What is expected →
Rewrite each of the rows below, changing "red ribbon" to "blue ribbon" and keeping everything else the same.
** START **
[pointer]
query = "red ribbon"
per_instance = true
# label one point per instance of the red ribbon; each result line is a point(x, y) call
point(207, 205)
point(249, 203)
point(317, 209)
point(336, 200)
** END **
Final answer →
[pointer]
query = "blue ribbon"
per_instance = true
# label one point per instance of the blue ribbon; each result line is a point(x, y) call
point(207, 205)
point(249, 203)
point(317, 209)
point(336, 200)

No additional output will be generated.